- [DATASET ENTRIES]:
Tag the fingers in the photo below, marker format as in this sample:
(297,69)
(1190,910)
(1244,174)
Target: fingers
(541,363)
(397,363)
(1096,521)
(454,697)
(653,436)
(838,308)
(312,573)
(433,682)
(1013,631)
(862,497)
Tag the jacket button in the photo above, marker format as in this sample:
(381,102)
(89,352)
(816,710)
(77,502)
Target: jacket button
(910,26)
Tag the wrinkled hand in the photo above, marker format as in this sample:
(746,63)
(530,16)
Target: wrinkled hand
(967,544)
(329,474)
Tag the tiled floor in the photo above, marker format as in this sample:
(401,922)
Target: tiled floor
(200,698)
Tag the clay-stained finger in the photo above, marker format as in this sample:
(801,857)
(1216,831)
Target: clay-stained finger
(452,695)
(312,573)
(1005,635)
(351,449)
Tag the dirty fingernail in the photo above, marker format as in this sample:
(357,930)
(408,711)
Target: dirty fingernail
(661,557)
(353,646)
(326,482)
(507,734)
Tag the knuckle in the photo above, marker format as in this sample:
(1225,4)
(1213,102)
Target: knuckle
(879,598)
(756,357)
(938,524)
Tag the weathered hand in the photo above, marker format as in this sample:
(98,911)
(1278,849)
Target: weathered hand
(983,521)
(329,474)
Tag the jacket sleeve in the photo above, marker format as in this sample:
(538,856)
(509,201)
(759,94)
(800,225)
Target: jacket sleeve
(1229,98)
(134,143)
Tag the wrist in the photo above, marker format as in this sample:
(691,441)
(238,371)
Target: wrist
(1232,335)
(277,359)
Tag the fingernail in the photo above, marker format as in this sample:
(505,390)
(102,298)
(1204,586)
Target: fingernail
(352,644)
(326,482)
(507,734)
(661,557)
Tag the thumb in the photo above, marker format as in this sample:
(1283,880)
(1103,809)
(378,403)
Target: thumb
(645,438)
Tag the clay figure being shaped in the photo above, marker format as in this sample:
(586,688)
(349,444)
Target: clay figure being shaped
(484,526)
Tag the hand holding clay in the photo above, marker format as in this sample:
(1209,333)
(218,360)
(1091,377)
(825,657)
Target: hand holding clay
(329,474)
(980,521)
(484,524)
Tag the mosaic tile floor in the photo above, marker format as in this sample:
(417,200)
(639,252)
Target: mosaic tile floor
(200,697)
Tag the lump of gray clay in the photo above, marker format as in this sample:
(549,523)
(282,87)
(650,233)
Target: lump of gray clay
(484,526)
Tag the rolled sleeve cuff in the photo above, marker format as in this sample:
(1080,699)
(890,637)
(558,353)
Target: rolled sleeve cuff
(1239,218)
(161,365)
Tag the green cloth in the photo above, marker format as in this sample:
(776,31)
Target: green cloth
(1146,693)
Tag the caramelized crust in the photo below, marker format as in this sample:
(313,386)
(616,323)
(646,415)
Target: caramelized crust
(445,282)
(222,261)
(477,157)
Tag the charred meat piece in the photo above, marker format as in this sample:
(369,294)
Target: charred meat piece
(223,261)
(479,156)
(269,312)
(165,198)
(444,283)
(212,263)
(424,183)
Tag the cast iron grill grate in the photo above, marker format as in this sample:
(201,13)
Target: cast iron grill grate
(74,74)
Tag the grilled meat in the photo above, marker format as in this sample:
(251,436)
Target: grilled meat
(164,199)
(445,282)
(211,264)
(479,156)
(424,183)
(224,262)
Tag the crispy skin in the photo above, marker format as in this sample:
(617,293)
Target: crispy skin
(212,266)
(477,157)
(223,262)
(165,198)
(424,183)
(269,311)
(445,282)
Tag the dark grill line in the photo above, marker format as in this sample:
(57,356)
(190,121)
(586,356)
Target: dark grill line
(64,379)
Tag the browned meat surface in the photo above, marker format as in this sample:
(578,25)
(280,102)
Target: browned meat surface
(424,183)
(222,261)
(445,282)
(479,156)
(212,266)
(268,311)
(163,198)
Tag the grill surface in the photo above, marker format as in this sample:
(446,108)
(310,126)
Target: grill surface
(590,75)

- [WHAT TO DO]: Render the stretch from the line containing "Tag the cast" through the last line above as a JSON list of strings, one string per line, with any blank lines omitted.

- [RESPONSE]:
[
  "Tag the cast iron grill grate in the photo above, marker format as in this sample:",
  "(201,13)",
  "Target: cast iron grill grate",
  "(74,74)",
  "Tag the grilled meat in the photo above, marker format as in this sample:",
  "(251,436)",
  "Target: grilled meat",
  "(164,199)",
  "(445,282)",
  "(211,264)",
  "(479,156)",
  "(424,183)",
  "(224,262)",
  "Tag the crispy skin in the photo above, marker format as in this sample:",
  "(617,293)",
  "Target: crispy skin",
  "(212,266)",
  "(477,157)",
  "(223,262)",
  "(165,198)",
  "(424,183)",
  "(269,311)",
  "(445,282)",
  "Tag the dark grill line in the photo above, marker format as in this sample:",
  "(57,356)",
  "(190,121)",
  "(586,356)",
  "Target: dark grill line",
  "(64,379)",
  "Tag the browned meat surface in the photo above, marker format as in this sample:",
  "(578,25)",
  "(280,102)",
  "Target: browned meat surface",
  "(424,183)",
  "(222,261)",
  "(445,282)",
  "(479,156)",
  "(212,266)",
  "(268,311)",
  "(163,198)",
  "Tag the grill surface in the photo above, marker format as in this sample:",
  "(446,108)",
  "(310,126)",
  "Target: grill surface",
  "(590,75)"
]